# Stated goal
Copy everything in the records below from the line containing "[locate] the shoreline" down to the line containing "x=59, y=301", keeping both of those lines and changing nothing.

# Data section
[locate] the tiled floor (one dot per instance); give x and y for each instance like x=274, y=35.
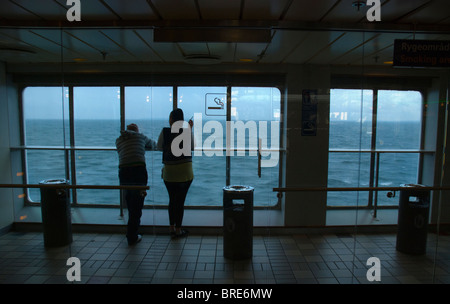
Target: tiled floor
x=315, y=259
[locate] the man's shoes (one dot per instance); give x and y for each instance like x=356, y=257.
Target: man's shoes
x=137, y=240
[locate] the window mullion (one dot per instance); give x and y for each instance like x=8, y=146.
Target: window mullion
x=373, y=146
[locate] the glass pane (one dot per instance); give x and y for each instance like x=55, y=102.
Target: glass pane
x=399, y=123
x=45, y=116
x=255, y=115
x=350, y=135
x=97, y=116
x=97, y=124
x=209, y=161
x=149, y=108
x=45, y=124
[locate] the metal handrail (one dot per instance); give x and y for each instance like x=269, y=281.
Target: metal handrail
x=65, y=186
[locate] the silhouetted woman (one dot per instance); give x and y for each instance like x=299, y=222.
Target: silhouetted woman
x=177, y=171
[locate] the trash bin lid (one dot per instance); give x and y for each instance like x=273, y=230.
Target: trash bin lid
x=238, y=188
x=54, y=181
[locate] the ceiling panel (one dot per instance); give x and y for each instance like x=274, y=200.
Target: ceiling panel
x=344, y=11
x=284, y=42
x=138, y=10
x=248, y=51
x=288, y=44
x=314, y=44
x=45, y=9
x=11, y=11
x=92, y=10
x=437, y=10
x=309, y=10
x=220, y=9
x=176, y=9
x=263, y=9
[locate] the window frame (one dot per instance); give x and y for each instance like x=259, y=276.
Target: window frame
x=375, y=153
x=70, y=159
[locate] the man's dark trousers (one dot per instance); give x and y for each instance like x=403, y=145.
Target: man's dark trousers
x=133, y=175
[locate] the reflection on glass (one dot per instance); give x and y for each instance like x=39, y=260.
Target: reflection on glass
x=255, y=109
x=149, y=108
x=45, y=124
x=209, y=171
x=399, y=123
x=96, y=115
x=97, y=124
x=398, y=130
x=350, y=130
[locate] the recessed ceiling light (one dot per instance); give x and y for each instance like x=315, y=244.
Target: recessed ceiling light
x=202, y=59
x=358, y=4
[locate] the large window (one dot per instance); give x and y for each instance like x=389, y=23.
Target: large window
x=45, y=115
x=374, y=141
x=70, y=133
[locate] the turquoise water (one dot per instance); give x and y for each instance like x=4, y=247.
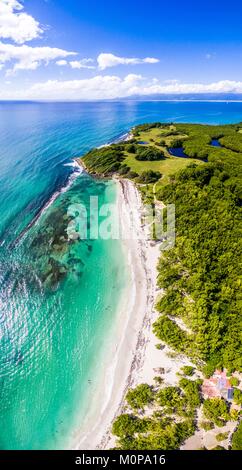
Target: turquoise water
x=59, y=300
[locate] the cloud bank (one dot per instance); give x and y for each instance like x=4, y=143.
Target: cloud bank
x=110, y=60
x=29, y=58
x=16, y=24
x=114, y=87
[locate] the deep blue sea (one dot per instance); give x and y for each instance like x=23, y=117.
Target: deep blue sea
x=58, y=301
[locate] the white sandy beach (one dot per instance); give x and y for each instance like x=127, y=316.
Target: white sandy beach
x=133, y=353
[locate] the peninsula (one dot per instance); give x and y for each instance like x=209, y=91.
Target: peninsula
x=184, y=387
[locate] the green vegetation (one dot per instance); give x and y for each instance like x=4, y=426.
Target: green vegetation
x=237, y=438
x=188, y=370
x=149, y=154
x=234, y=381
x=202, y=273
x=237, y=396
x=139, y=397
x=168, y=426
x=207, y=425
x=216, y=409
x=149, y=176
x=222, y=436
x=166, y=330
x=160, y=430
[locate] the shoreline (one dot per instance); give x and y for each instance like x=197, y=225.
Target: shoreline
x=134, y=321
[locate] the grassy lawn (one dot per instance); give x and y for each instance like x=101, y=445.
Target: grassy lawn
x=166, y=167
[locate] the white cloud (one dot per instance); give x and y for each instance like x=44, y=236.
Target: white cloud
x=16, y=24
x=82, y=64
x=29, y=58
x=112, y=86
x=110, y=60
x=61, y=62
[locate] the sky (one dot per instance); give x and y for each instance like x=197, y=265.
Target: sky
x=93, y=49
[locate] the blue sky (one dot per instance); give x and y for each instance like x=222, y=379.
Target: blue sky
x=65, y=49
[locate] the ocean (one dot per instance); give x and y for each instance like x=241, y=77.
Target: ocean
x=59, y=301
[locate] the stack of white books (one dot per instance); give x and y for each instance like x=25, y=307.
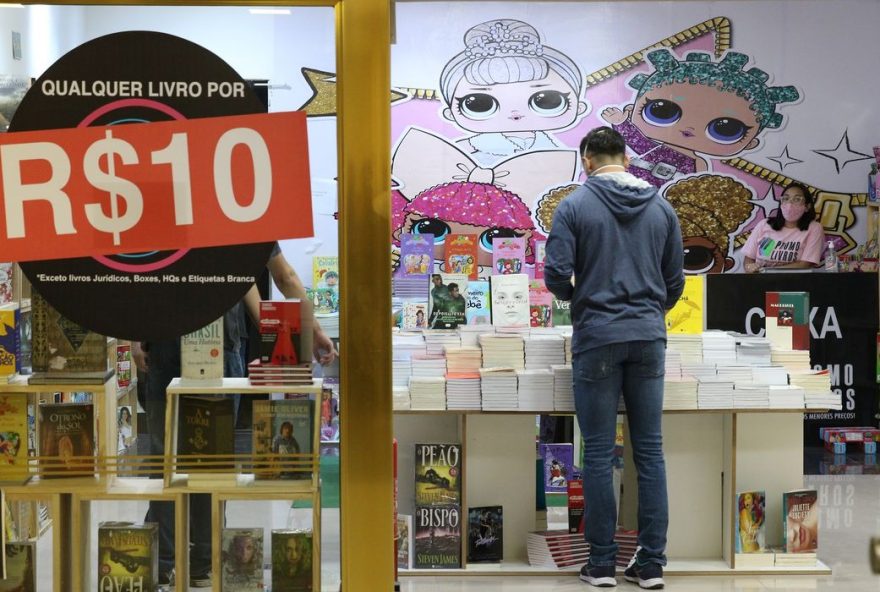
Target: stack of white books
x=680, y=393
x=400, y=400
x=786, y=397
x=438, y=339
x=498, y=387
x=463, y=390
x=689, y=346
x=427, y=393
x=563, y=388
x=404, y=344
x=543, y=351
x=719, y=347
x=775, y=375
x=470, y=334
x=793, y=359
x=751, y=396
x=464, y=359
x=535, y=390
x=713, y=393
x=425, y=365
x=401, y=370
x=503, y=350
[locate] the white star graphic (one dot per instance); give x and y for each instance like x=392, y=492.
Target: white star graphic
x=768, y=203
x=842, y=155
x=784, y=159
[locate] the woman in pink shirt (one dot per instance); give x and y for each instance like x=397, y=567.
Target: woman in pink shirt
x=790, y=238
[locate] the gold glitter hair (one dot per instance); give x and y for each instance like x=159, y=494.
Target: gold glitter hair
x=548, y=203
x=713, y=206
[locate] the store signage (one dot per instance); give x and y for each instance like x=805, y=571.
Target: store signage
x=843, y=328
x=117, y=189
x=144, y=183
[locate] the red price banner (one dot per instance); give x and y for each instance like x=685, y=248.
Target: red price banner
x=93, y=191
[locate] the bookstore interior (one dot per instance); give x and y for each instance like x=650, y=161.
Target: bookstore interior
x=201, y=384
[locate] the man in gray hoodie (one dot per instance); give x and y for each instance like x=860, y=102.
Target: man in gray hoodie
x=621, y=243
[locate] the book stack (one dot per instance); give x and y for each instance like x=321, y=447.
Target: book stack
x=470, y=334
x=719, y=347
x=713, y=393
x=543, y=351
x=427, y=393
x=680, y=393
x=438, y=339
x=498, y=387
x=557, y=549
x=464, y=359
x=689, y=346
x=535, y=390
x=428, y=365
x=769, y=375
x=404, y=344
x=463, y=390
x=400, y=400
x=503, y=350
x=748, y=396
x=563, y=387
x=786, y=397
x=817, y=389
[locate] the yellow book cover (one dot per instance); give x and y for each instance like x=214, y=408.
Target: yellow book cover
x=687, y=314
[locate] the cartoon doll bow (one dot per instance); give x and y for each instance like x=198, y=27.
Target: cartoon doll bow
x=423, y=160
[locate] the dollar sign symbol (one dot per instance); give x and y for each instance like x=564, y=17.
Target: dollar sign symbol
x=110, y=148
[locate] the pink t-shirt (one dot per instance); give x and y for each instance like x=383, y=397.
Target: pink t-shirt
x=772, y=248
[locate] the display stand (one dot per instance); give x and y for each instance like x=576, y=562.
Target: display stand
x=710, y=455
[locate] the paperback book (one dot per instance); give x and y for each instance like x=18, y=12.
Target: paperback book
x=437, y=537
x=460, y=255
x=13, y=438
x=291, y=560
x=201, y=354
x=558, y=460
x=508, y=255
x=283, y=435
x=241, y=560
x=21, y=567
x=485, y=534
x=749, y=527
x=447, y=306
x=67, y=438
x=205, y=427
x=800, y=511
x=128, y=556
x=510, y=300
x=438, y=470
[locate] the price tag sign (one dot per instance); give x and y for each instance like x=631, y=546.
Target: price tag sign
x=175, y=184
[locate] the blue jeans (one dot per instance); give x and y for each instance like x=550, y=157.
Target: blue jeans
x=636, y=369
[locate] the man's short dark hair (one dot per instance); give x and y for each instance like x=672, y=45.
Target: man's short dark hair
x=603, y=141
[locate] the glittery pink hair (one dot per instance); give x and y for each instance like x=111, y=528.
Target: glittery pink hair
x=478, y=204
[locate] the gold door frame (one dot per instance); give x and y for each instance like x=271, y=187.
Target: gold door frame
x=363, y=34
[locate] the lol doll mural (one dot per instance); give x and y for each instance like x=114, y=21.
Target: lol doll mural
x=689, y=111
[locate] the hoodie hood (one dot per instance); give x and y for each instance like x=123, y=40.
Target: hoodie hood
x=625, y=195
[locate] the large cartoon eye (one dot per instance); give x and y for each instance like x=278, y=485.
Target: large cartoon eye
x=497, y=232
x=661, y=113
x=549, y=103
x=438, y=228
x=726, y=130
x=698, y=259
x=478, y=106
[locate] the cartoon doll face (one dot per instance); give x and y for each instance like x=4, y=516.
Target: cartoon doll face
x=696, y=117
x=538, y=105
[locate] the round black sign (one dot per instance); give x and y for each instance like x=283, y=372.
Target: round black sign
x=139, y=77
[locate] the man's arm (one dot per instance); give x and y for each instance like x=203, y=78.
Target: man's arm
x=288, y=283
x=559, y=255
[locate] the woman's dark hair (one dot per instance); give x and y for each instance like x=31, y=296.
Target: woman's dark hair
x=776, y=221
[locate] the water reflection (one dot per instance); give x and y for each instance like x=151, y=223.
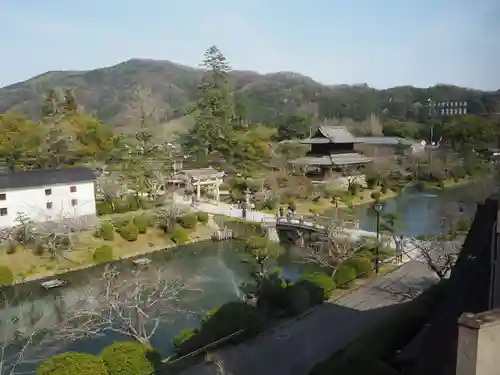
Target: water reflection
x=419, y=213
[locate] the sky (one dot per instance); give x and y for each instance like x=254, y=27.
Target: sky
x=382, y=43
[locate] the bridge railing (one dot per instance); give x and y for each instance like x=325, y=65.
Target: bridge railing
x=317, y=222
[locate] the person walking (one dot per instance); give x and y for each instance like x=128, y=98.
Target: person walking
x=399, y=250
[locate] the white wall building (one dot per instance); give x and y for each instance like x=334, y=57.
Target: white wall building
x=47, y=195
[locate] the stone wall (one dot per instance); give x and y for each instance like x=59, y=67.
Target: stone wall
x=479, y=343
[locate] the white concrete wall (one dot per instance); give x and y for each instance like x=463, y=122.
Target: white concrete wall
x=32, y=202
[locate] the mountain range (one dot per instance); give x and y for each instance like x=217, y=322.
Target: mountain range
x=163, y=89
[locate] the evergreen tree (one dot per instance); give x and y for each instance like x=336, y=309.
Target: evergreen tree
x=213, y=111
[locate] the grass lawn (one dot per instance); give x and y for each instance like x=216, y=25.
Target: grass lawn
x=322, y=205
x=27, y=266
x=384, y=270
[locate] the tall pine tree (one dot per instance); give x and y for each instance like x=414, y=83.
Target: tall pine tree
x=213, y=111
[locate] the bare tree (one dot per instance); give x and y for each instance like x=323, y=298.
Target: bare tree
x=111, y=185
x=440, y=251
x=339, y=247
x=57, y=234
x=25, y=337
x=134, y=305
x=351, y=175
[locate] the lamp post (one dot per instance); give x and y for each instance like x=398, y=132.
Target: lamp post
x=377, y=207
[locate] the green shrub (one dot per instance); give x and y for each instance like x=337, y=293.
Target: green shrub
x=188, y=221
x=103, y=254
x=128, y=358
x=129, y=232
x=241, y=228
x=183, y=336
x=371, y=182
x=141, y=222
x=270, y=203
x=229, y=318
x=354, y=188
x=104, y=208
x=72, y=363
x=6, y=276
x=344, y=276
x=179, y=235
x=319, y=280
x=121, y=206
x=11, y=247
x=39, y=249
x=133, y=203
x=363, y=266
x=107, y=231
x=458, y=172
x=202, y=217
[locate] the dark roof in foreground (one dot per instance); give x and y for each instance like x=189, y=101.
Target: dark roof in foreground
x=469, y=292
x=44, y=177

# Completed task
[locate] the shoreline (one dot per instance); give x and y for each instance like x=197, y=225.
Target: shoreline
x=134, y=321
[locate] the grassy lawn (one dot per instance); give x and y for each instance like x=101, y=445.
Target: grassy lawn
x=166, y=167
[locate] the white cloud (one dot per instance); give x and y for each instance like x=44, y=236.
Target: white cloud
x=16, y=24
x=82, y=64
x=29, y=58
x=112, y=86
x=110, y=60
x=61, y=62
[locate] the sky (one dot per instance); give x and y for each instance like x=197, y=265.
Target: sky
x=93, y=49
[locate] the blue sky (one dot per instance); give x and y for each instance like x=222, y=379.
Target: blue sky
x=65, y=49
[locate] the ocean (one dot per instance); give x and y for each instance like x=241, y=77.
Target: ocean
x=59, y=301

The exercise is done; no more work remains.